A Multi-Agent System for Automating Scientific Discovery

Summary¶

Robin is a multi-agent system from FutureHouse that integrates literature-search agents with data-analysis agents to run the full hypothesis → experiment-proposal → result-interpretation → revised-hypothesis loop. The system was deployed on a real biomedical problem — dry age-related macular degeneration (dAMD), the leading cause of blindness in the developed world — and autonomously proposed enhancing retinal pigment epithelium (RPE) phagocytosis as a therapeutic strategy. Robin then identified and validated ripasudil (a clinically-used ROCK inhibitor never previously proposed for dAMD) as a promising candidate, and proposed a follow-up RNA-seq experiment that revealed ABCA1 upregulation as a possible novel target.

Contribution¶

The first reported AI system to autonomously discover and wet-lab validate a novel therapeutic candidate within an iterative lab-in-the-loop framework. All hypotheses, experimental plans, data analyses, and figures in the main text were produced by Robin — humans executed the bench experiments, but the intellectual loop is end-to-end automated. This goes beyond prior AI-scientist systems (AI Scientist, EvoScientist, ARIS, data-to-paper) which automate the writing of a research paper but stop short of generating a validated biomedical discovery.

> _Available data_:
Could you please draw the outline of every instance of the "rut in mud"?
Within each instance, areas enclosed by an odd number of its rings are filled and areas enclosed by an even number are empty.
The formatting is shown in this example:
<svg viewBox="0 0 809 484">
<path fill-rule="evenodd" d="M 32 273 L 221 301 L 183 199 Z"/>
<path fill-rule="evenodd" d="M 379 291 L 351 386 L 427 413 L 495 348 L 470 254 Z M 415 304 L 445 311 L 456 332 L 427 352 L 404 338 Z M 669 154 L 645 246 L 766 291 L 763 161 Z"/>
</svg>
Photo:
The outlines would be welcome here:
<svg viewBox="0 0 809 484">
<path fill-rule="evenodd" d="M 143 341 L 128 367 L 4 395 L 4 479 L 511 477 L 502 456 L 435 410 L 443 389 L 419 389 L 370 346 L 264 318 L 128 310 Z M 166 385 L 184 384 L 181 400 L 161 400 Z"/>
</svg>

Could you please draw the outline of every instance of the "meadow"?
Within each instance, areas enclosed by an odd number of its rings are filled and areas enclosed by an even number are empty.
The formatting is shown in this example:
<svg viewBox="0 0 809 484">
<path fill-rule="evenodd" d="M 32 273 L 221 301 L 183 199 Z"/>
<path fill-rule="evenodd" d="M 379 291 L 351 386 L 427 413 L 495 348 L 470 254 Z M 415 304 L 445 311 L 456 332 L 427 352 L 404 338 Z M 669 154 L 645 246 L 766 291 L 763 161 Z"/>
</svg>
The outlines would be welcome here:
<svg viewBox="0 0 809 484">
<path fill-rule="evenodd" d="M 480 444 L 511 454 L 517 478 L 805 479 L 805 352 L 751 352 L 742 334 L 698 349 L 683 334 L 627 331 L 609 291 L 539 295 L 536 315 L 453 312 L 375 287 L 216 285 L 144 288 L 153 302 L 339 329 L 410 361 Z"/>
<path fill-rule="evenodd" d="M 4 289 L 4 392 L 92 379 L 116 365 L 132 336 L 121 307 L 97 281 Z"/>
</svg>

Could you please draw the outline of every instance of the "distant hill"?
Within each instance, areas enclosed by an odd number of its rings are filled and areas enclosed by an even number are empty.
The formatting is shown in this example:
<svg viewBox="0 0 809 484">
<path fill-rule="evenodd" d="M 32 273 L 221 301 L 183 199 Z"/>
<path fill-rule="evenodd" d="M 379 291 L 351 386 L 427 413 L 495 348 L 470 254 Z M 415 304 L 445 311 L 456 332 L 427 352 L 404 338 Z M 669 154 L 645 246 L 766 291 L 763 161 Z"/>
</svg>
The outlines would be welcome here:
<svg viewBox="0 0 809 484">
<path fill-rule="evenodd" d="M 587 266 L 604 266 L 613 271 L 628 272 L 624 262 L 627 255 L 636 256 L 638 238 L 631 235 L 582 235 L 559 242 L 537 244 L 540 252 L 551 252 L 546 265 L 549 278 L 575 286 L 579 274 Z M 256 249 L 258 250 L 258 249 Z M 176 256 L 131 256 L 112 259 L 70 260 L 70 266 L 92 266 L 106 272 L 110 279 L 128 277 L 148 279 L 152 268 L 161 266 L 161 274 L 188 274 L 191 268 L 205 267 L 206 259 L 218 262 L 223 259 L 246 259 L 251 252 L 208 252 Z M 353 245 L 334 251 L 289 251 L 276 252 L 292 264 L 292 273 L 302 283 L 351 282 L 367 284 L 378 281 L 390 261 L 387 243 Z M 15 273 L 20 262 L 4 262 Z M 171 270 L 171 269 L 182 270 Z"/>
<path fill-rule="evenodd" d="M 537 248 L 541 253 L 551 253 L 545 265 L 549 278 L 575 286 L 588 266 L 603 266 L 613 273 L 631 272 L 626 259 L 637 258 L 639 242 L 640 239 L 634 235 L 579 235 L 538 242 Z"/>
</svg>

> _What is expected_: According to the text about the Robin system, which drug did Robin identify and validate as a promising candidate for dry age-related macular degeneration?

> _Response_: Ripasudil, a clinically-used ROCK inhibitor.